[CONSIGNE 1]:
Recopiez fidèlement le passage de l'extrait sur la formation continue au Luxembourg compris entre « Dans les faits, le » et « maintenance industrielle, etc. », bornes incluses.

[EXTRAIT CHOISI]:
________________________
Lors du Sommet social de Porto en mai 2021, le Luxembourg a défini l’objectif d’atteindre un taux de participation aux formations de 62,5% jusqu’en 2030. Dans cette optique, plusieurs stratégies de formation continue ont été mises en place, telles que l’initiative « Future Skills » de l’ADEM qui cible surtout les demandeurs d’emploi de plus de 45 ans, ou encore la stratégie Life Long Learning. Malgré le ralentissement actuel de l’économie luxembourgeoise et du marché du travail, cette dernière doit faire face à des défis de moyen et long terme comme la transition numérique et environnementale, ainsi qu’au vieillissement de la population, surtout dans les pays voisins, sources importantes de main d’œuvre transfrontalière. À cela s’ajoute une pression supplémentaire ressentie par la main-d’œuvre et qui provient d’une concurrence parmi les travailleurs à l’échelle planétaire. De ce fait, pour se démarquer sur le marché du travail, la formation continue est essentielle pour mettre à jour les connaissances et compétences. Toutefois, certains obstacles du quotidien limitent les capacités à se former, par manque de temps, en raison d’obligations professionnelles, familiales ou de problèmes financiers.

Dans les faits, le manque de main-d’œuvre est mis en évidence par l’identification des métiers très en pénurie par l’ADEM, dans la publication du Journal Officiel du Grand-Duché du Luxembourg, le 27 septembre 2023[1], tels que les psychologues, assistants sociaux, éducateurs/éducatrices de jeunes enfants, infirmiers, aides-soignants, techniciens de maintenance en électronique, agents de maintenance industrielle, etc.

Le nouveau gouvernement évoque dans l’accord de coalition plusieurs pistes d’amélioration de la formation continue, comme une initiative globale pour réduire le gap intergénérationnel de connaissances et compétences numériques. Il prévoit également d’instaurer un système de financement pour les formations continues, comprenant des bons de formation, afin de promouvoir la mise à niveau et la reconversion professionnelle. La formation continue est considérée comme un élément essentiel d’un service public efficace. Pour cela, l’Institut national d’administration publique (INAP) veillera à répondre à ces nouveaux défis, avec pour objectif de renforcer les compétences techniques des agents de l’Etat. Pour répondre aux besoins des métiers très en pénurie, l’accord de coalition prévoit d’étudier la possibilité de mettre en place des formations continues pour certains métiers concernés et adaptées selon les besoins du secteur, comme les infirmiers et les aides-soignants, parmi d’autres. De plus, le nouvel accord de coalition prévoit de suivre les recommandations du rapport de l’OCDE (2023) sur les stratégies de compétences au Luxembourg, en termes de formation continue, comme, entre autres, le fait d’élargir les services sur mesure, les offres de formation sur le long terme aux chômeurs et particuliers en besoin de reconversion, avoir recours à une révision stratégique des programmes de formation continue, ou encore développer une vision prospective stratégique pour l’apprentissage des adultes.
________________________
[Lignes d'un jeu de données de pointage d'objets]:
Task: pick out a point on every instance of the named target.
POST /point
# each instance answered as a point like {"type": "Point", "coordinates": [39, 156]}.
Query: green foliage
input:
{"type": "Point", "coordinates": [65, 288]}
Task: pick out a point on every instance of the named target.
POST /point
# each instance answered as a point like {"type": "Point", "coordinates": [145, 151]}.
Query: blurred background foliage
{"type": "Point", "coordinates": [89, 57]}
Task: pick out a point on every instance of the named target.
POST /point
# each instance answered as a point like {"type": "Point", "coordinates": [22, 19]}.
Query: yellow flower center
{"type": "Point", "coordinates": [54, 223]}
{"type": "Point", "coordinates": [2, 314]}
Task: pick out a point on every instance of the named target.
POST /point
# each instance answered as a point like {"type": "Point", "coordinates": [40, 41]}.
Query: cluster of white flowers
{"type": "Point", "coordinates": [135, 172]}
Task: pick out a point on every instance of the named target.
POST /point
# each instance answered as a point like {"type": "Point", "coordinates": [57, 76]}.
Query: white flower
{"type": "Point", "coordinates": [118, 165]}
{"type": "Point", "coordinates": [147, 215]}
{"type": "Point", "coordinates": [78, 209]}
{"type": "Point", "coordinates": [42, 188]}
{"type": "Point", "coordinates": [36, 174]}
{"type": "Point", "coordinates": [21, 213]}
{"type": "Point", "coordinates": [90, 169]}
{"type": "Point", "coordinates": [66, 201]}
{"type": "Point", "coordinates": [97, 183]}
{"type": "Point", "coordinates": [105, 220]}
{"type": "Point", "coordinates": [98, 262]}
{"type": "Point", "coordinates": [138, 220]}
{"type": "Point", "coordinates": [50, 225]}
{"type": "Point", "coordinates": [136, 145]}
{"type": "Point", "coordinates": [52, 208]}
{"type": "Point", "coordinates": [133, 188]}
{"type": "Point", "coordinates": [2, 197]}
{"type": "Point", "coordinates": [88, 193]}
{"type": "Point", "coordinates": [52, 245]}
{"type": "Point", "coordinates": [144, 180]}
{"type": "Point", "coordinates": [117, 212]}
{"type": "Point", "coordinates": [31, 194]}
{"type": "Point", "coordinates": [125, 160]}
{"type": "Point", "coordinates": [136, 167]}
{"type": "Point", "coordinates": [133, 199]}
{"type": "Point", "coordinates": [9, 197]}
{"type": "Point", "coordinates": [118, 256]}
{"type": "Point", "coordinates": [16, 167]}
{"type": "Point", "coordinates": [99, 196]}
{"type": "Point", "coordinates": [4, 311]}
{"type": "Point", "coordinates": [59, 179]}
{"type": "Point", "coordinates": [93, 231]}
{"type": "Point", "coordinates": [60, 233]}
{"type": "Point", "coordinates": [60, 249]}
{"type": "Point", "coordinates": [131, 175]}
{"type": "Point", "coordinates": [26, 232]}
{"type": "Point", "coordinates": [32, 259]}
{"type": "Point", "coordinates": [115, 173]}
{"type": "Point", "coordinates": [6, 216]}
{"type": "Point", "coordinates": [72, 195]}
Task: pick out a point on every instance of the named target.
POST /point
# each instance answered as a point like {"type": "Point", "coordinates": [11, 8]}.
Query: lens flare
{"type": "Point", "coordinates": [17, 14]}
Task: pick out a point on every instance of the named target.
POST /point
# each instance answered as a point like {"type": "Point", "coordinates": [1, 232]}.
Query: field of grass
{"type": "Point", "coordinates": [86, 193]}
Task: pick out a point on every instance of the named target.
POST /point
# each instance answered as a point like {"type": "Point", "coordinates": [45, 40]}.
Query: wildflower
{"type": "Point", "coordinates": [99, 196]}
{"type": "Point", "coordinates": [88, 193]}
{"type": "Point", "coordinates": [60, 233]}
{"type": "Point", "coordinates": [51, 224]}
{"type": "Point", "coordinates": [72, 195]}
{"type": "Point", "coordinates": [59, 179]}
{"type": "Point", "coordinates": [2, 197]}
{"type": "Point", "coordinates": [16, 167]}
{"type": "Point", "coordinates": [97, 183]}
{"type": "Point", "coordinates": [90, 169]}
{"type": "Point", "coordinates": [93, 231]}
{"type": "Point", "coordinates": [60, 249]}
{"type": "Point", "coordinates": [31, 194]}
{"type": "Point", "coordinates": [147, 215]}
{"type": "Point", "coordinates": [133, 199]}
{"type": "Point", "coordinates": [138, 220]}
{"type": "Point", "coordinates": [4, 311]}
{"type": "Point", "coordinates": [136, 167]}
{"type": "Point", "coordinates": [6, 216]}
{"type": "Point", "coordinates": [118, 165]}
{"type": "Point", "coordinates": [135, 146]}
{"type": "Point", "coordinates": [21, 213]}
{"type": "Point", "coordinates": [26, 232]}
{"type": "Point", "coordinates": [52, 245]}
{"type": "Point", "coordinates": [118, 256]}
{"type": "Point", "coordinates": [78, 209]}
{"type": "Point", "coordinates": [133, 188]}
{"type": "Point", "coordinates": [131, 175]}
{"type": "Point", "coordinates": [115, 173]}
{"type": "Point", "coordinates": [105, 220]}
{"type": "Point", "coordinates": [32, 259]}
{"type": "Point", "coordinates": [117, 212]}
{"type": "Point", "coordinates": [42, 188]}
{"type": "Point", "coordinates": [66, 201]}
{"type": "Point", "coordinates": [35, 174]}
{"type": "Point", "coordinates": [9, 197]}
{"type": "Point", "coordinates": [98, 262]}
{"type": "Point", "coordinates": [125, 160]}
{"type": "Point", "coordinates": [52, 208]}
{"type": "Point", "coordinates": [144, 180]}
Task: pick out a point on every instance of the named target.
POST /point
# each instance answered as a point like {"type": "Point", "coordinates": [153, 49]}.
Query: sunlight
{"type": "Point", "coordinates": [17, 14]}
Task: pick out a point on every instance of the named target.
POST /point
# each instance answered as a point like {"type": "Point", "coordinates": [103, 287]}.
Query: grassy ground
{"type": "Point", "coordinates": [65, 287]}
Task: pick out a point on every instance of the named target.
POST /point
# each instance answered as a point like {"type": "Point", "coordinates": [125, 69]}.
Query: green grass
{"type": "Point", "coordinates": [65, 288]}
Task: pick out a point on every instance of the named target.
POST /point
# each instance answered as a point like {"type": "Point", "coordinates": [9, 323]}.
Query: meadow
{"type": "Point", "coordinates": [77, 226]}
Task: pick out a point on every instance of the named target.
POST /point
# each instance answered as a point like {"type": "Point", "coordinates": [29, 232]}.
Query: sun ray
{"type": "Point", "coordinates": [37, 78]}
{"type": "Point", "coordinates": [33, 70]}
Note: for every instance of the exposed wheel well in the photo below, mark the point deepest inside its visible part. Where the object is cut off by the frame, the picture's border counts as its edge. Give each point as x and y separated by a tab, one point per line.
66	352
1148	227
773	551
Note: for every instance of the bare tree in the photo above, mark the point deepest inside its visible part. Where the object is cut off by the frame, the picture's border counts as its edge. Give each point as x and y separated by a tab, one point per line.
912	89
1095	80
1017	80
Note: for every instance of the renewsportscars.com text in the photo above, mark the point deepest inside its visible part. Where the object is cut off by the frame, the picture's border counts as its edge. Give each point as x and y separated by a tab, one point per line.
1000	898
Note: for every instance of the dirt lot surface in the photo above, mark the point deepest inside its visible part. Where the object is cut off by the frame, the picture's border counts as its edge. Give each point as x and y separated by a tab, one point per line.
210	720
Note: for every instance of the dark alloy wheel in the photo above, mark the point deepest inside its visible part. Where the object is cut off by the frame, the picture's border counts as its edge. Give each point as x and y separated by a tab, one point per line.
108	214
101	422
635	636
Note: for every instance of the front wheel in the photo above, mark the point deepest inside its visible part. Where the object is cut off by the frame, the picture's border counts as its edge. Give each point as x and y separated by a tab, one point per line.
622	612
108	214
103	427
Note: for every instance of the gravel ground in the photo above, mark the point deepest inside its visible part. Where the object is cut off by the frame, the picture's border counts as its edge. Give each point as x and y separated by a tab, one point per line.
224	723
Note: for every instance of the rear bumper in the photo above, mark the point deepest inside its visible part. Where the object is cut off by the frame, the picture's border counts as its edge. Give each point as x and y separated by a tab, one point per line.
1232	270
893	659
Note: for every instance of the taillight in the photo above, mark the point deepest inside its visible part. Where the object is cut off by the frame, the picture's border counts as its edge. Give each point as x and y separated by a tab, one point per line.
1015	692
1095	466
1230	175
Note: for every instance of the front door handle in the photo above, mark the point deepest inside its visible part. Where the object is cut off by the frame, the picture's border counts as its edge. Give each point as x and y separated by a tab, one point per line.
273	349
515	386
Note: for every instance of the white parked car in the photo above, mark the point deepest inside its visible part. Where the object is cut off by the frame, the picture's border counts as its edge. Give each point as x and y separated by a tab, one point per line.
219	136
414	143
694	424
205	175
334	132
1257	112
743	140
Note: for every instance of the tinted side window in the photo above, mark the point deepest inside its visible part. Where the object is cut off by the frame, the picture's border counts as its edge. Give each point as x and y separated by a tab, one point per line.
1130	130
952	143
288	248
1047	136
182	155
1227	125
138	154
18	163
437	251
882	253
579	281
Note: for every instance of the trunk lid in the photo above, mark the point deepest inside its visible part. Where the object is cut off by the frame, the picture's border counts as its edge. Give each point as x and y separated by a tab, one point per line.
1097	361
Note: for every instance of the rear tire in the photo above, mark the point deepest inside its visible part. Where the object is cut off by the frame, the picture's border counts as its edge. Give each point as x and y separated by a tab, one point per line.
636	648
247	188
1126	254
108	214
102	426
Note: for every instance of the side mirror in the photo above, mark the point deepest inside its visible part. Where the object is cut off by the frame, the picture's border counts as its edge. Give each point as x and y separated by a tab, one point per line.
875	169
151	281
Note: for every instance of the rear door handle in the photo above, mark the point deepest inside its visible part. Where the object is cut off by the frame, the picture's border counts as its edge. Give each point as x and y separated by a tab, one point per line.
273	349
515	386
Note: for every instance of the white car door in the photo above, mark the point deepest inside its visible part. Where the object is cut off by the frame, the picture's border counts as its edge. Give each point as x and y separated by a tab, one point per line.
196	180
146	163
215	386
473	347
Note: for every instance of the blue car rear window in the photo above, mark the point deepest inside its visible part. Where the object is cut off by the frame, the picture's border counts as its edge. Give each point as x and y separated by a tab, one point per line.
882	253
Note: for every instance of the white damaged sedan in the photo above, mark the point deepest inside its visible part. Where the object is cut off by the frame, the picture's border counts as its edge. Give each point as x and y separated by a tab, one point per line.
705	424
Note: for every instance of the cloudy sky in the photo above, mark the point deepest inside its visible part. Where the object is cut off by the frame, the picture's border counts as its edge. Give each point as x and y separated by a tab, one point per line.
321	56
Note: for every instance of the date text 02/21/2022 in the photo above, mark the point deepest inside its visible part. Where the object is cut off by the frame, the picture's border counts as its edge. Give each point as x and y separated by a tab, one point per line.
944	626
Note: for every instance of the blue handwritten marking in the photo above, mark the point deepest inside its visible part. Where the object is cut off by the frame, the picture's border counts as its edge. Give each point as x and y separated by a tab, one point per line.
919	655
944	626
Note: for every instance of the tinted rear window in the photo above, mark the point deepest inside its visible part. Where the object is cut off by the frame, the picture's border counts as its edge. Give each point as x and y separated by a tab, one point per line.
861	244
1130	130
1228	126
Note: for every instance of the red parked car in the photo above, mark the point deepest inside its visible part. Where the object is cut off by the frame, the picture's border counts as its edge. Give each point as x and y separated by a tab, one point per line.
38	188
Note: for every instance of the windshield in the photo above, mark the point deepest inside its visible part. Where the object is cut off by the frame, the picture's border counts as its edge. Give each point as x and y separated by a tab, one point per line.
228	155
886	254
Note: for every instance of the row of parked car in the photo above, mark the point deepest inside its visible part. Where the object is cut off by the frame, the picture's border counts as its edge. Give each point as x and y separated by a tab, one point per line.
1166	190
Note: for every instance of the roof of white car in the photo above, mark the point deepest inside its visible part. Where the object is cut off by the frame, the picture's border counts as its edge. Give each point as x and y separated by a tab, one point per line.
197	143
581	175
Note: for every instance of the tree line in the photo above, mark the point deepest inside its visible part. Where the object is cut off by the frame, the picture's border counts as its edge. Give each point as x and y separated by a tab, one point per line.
________________________
[CONSIGNE 2]:
Comptez les lignes des enregistrements qui contiennent la chaîne « blue », en respectant la casse, et indiquez uniquement ce nombre.

[RÉSULTAT 1]:
Dans les faits, le manque de main-d’œuvre est mis en évidence par l’identification des métiers très en pénurie par l’ADEM, dans la publication du Journal Officiel du Grand-Duché du Luxembourg, le 27 septembre 2023[1], tels que les psychologues, assistants sociaux, éducateurs/éducatrices de jeunes enfants, infirmiers, aides-soignants, techniciens de maintenance en électronique, agents de maintenance industrielle, etc.

[RÉSULTAT 2]:
2